_WORK REQUEST_. Make an exact copy, without pictures, of the lines below from the one containing "Greenhouse-scouting task: tag the bare" to the last line, both ends included.
********************
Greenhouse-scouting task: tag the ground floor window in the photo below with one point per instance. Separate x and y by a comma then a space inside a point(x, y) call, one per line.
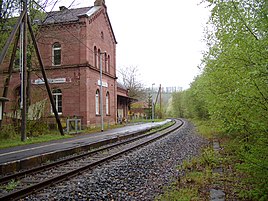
point(107, 103)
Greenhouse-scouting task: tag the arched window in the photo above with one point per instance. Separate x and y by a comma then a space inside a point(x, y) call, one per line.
point(109, 63)
point(97, 102)
point(56, 54)
point(95, 57)
point(57, 96)
point(107, 103)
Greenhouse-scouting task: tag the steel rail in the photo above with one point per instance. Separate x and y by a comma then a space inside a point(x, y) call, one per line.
point(18, 194)
point(18, 175)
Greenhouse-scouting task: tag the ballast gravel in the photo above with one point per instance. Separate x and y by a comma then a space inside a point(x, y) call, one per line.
point(141, 175)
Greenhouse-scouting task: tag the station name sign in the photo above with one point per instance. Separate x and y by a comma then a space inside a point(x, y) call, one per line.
point(104, 84)
point(51, 81)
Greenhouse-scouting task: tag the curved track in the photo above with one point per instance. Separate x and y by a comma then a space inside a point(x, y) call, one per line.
point(41, 177)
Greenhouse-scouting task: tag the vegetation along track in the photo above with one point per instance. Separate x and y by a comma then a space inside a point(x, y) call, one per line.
point(30, 181)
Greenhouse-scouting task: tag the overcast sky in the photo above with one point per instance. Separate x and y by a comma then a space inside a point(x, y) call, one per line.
point(162, 38)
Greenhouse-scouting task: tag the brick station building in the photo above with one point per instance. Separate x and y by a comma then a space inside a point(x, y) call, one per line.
point(74, 44)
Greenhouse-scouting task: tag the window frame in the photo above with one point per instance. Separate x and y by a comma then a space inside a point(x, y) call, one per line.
point(56, 47)
point(57, 97)
point(97, 102)
point(107, 103)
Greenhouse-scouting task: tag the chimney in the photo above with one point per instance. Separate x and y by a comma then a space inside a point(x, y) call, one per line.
point(63, 8)
point(99, 2)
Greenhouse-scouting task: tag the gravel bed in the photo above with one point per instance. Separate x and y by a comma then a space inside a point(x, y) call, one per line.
point(140, 175)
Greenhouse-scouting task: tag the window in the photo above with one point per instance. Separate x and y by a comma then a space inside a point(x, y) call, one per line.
point(97, 102)
point(99, 58)
point(57, 96)
point(95, 57)
point(105, 62)
point(109, 63)
point(56, 54)
point(107, 103)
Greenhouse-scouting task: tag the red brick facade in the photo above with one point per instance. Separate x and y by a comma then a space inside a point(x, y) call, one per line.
point(81, 41)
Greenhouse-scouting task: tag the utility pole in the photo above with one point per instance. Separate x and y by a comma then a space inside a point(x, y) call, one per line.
point(24, 73)
point(23, 21)
point(153, 103)
point(101, 95)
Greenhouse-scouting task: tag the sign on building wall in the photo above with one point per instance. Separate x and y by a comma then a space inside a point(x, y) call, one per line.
point(51, 81)
point(104, 84)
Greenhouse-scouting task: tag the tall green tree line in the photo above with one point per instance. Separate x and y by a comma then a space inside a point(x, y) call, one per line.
point(233, 88)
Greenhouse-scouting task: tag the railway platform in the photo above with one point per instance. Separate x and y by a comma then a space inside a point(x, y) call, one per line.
point(27, 156)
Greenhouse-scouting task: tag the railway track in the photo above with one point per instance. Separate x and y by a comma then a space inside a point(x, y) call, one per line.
point(36, 179)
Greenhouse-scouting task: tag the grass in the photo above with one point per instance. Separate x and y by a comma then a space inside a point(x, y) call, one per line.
point(197, 175)
point(16, 141)
point(11, 139)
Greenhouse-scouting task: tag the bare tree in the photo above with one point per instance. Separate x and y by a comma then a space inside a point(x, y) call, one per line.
point(129, 76)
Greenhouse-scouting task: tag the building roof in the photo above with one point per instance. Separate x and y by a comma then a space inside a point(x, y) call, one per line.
point(69, 15)
point(65, 15)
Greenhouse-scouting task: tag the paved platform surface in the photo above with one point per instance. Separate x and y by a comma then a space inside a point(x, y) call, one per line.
point(27, 151)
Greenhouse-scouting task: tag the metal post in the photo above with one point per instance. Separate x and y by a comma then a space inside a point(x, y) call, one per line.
point(10, 69)
point(11, 37)
point(152, 103)
point(101, 95)
point(45, 77)
point(24, 74)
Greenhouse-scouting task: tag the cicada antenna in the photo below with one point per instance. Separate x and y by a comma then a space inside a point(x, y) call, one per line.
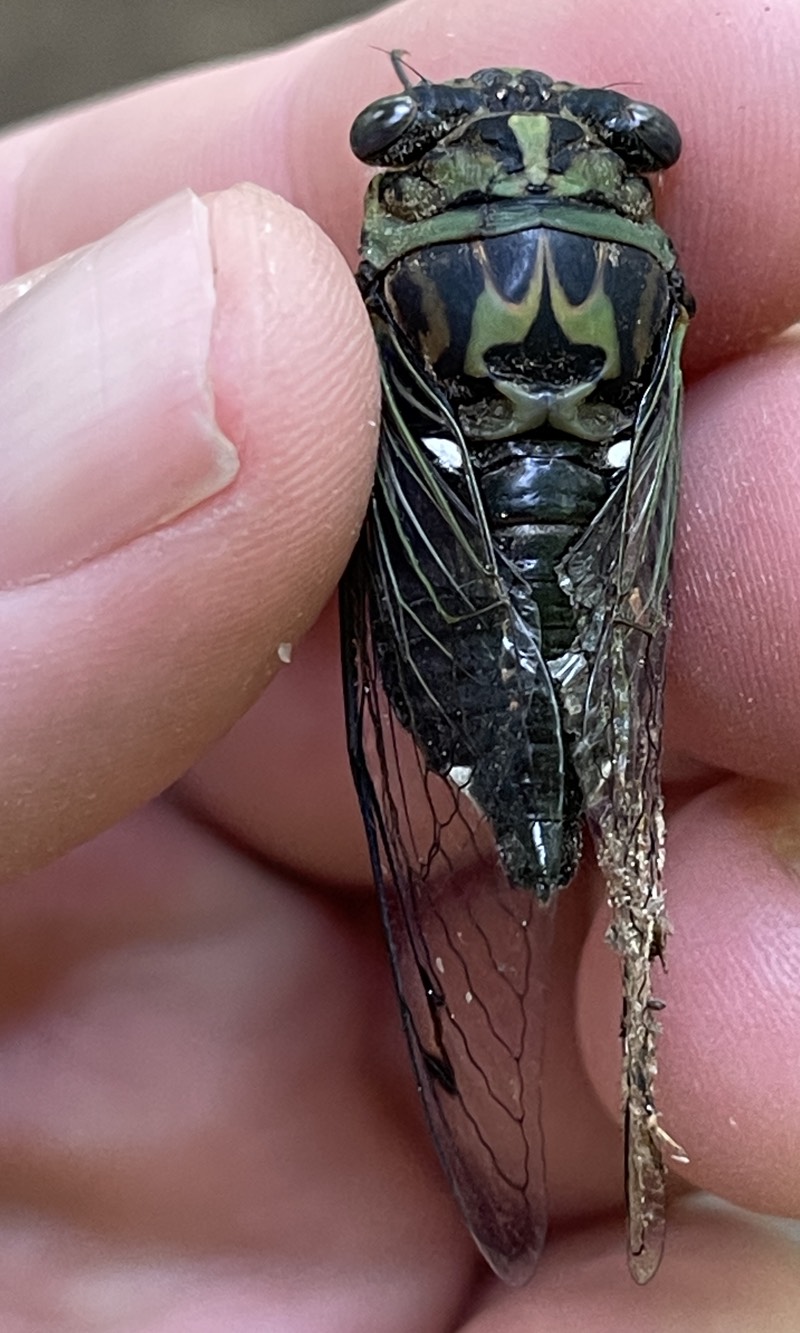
********************
_TASK ANSWER_.
Greenhouse-scouting task: tag the bare tree in the photo above with one point per instance. Separate x and y by a comma then a space inside a point(x, y) call, one per line.
point(129, 76)
Greenhouse-scouting task: tag the building roof in the photo above with one point per instance. Separate x and y by a comma then a space inside a point(x, y) call, one per line.
point(69, 15)
point(65, 15)
Greenhouse-scouting task: tag the paved platform surface in the photo above with one point per instance. Separate x and y by a comma then a space inside a point(x, y) call, one per line.
point(27, 151)
Greenhouse-scouting task: tag the metal post in the photo above with one point per instance. Separate x and y by a comma then a space inside a point(x, y) call, one per line.
point(10, 69)
point(11, 37)
point(152, 103)
point(101, 95)
point(45, 77)
point(24, 74)
Greenhouse-scouting task: tag the cicada antenna in the photo below with one point per instance. Separate x and y by a comma then a space inside a point(x, y) call, one per line.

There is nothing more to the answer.